| Set tasks |
1/ According to the market commentary, in what year did the last "soft landing" occur?
2/ Give the records from the line containing "Detect person's trousers." through the end of the records as a JSON list of strings, one string per line, skipping blank lines.

-------- Excerpt provided --------

Last week I wrote how investors were in "Fantasyland" as earnings expectations not only do not reflect any sort of economic slowdown in 2023, but are pricing in an ABOVE AVERAGE growth rate. Two weeks ago we illustrated how our economic model is at best predicting a BELOW AVERAGE growth rate for the economy. The only way this will happen is if the Fed achieves a "soft landing".
This is yet another term Wall Street likes to throw around to paint the picture of the current environment. A "soft landing" is an interest rate tightening cycle which does not end with a recession. According to the Cato Institute, we are in the midst of the 13th tightening cycles since 1954. The Fed has not triggered a recession just 3 times. Put another way, 75% of the time when the Fed completes a rate hiking cycle the economy is thrown into a recession.
The last "soft landing" occurred in 1994. I've seen many experts perform some pretty impressive logical contortions to justify the market prices by comparing today's environment to 1994. About the only thing I've seen them mention where I can see strong growth for the economy going forward is the demographic shift from the retiring Babyboomer generation and the much larger Millennial generation now entering their "peak" earning years. While I believe this will be a huge driver the last half of this decade, long-time readers know we have some STRUCTURAL issues to work through before we get there.
Ignoring everything else, there is one primary difference between now and 1994 – back the Fed actually knocked the P/E ratio down to a reasonable level (before it went absolutely ballistic in the last half of the 90s.)

-------- Dataset records --------

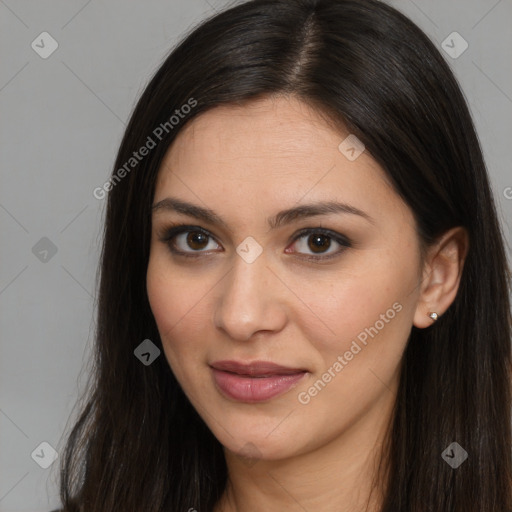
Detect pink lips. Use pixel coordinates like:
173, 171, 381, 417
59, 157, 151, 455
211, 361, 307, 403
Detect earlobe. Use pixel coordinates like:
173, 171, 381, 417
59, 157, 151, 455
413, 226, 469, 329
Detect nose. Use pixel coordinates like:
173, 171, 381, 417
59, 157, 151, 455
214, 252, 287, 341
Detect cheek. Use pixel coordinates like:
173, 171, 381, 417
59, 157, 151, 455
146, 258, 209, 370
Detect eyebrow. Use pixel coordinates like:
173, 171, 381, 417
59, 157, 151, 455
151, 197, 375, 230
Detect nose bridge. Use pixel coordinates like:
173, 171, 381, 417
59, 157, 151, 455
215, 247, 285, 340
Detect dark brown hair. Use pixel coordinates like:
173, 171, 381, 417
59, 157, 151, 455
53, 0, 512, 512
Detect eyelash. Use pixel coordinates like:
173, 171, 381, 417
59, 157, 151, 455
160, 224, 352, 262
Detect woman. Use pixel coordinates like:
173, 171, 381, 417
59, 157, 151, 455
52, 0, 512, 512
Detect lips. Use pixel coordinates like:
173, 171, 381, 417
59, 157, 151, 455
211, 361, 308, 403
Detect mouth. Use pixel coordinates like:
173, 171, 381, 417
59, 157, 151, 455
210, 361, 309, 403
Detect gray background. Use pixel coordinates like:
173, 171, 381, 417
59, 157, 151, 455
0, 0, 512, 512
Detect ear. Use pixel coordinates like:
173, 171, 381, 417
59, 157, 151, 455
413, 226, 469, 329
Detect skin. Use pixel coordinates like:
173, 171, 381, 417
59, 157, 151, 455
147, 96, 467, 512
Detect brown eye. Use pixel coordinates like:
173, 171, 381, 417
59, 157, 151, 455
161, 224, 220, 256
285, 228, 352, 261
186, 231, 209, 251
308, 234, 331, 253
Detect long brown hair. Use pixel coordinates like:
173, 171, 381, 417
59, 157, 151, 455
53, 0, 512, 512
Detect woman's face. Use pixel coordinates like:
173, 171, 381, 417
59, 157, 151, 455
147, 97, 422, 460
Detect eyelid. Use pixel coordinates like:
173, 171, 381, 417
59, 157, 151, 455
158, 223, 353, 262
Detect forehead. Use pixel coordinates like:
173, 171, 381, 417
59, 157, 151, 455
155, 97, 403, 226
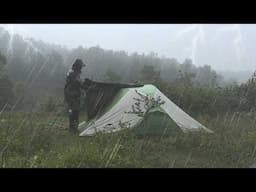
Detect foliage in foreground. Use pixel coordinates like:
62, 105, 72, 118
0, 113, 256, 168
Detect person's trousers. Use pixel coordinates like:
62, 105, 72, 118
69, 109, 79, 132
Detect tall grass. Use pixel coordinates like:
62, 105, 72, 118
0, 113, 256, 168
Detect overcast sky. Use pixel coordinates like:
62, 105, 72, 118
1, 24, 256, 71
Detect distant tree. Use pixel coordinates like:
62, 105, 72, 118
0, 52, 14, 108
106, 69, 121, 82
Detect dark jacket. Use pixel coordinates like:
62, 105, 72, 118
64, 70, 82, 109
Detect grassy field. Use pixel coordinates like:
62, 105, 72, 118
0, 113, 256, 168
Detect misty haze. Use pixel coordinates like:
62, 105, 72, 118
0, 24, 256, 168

--------

| Expected results |
1/ 1994

2/
[
  "Detect person's trousers. Use pixel coordinates like:",
  "62, 105, 72, 118",
  "69, 109, 79, 132",
  "Detect tall grass. Use pixel coordinates like:",
  "62, 105, 72, 118",
  "0, 113, 256, 168",
  "Detect overcast sky. Use pixel coordinates like:",
  "62, 105, 72, 118",
  "1, 24, 256, 71",
  "Detect distant tree. Use pixel coordinates like:",
  "62, 105, 72, 118",
  "0, 52, 14, 108",
  "106, 69, 121, 82",
  "Detect dark jacket. Use pixel coordinates like:",
  "62, 105, 72, 118",
  "64, 70, 82, 109",
  "Detect grassy field. Use pixel coordinates like:",
  "62, 105, 72, 118",
  "0, 113, 256, 168",
  "Detect misty haze. Use pixel coordinates like:",
  "62, 105, 72, 118",
  "0, 24, 256, 168"
]